**Record set**
========

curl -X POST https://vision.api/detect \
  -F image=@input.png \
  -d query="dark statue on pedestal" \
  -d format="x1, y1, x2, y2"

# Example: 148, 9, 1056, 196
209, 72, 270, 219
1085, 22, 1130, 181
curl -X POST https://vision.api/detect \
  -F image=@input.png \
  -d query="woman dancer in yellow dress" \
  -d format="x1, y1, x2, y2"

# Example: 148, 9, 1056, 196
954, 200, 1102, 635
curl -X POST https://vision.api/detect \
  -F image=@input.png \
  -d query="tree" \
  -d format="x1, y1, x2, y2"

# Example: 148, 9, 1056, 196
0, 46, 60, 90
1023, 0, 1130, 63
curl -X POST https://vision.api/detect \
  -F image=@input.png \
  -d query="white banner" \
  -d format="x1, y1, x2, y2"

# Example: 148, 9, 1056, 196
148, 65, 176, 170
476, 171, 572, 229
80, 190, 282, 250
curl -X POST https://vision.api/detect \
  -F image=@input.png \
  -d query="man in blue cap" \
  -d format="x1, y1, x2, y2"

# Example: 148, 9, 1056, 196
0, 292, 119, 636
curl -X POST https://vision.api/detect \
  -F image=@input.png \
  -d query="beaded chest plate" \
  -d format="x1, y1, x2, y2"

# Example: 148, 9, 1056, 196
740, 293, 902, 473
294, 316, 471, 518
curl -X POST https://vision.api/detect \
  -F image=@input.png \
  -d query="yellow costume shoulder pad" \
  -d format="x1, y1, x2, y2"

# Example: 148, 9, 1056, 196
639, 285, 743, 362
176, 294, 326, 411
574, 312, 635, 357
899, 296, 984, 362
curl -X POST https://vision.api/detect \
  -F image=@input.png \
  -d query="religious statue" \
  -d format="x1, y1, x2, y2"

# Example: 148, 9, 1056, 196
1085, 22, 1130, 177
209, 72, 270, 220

========

Word for word, print every line above.

**Exercise result**
curl -X POST https://vision.api/detect \
  -F image=@input.png \
  -d query="dark statue on pedestal" \
  -d format="x1, y1, x2, y2"

# Example: 148, 9, 1056, 196
209, 72, 270, 219
1085, 22, 1130, 181
curl -X POST https://vision.api/detect \
  -F image=@input.png \
  -d query="woman dancer in yellow dress" \
  -d format="x1, y1, x2, y2"

# Example: 148, 9, 1056, 196
954, 200, 1102, 635
curl -X POST https://vision.api/detect \
  -F image=@input.png \
  -d query="tree" \
  -d format="x1, y1, x2, y2"

# Example: 148, 9, 1056, 196
0, 46, 60, 90
1023, 0, 1130, 63
curl -X POST https://vision.api/detect \
  -F image=@input.png \
  -d query="white banner" \
  -d format="x1, y1, x2, y2"

# Example: 148, 9, 1056, 196
148, 65, 176, 170
476, 171, 572, 229
80, 190, 282, 250
curl -X POST https://vision.api/detect \
  -F image=@input.png \
  -d query="man in blue cap" \
  -d format="x1, y1, x2, y2"

# Example: 148, 9, 1056, 196
0, 292, 119, 636
curl -X POST https://vision.api/detect \
  -F image=@input.png \
  -d query="beaded chest plate" \
  -d format="x1, y1, x2, y2"

# Example: 148, 9, 1056, 196
740, 293, 902, 473
294, 316, 471, 518
curl -X POST https://vision.api/detect \
  -F image=@input.png \
  -d query="yellow costume shoulder pad" \
  -d format="x1, y1, x2, y2"

# Example: 148, 9, 1056, 196
639, 285, 743, 362
176, 294, 326, 411
574, 312, 635, 357
899, 296, 984, 362
curl -X POST https://vision.api/detect \
  -F image=@input.png \
  -d query="religious statue" \
  -d format="x1, y1, x2, y2"

# Example: 148, 9, 1056, 196
1085, 22, 1130, 177
209, 72, 270, 220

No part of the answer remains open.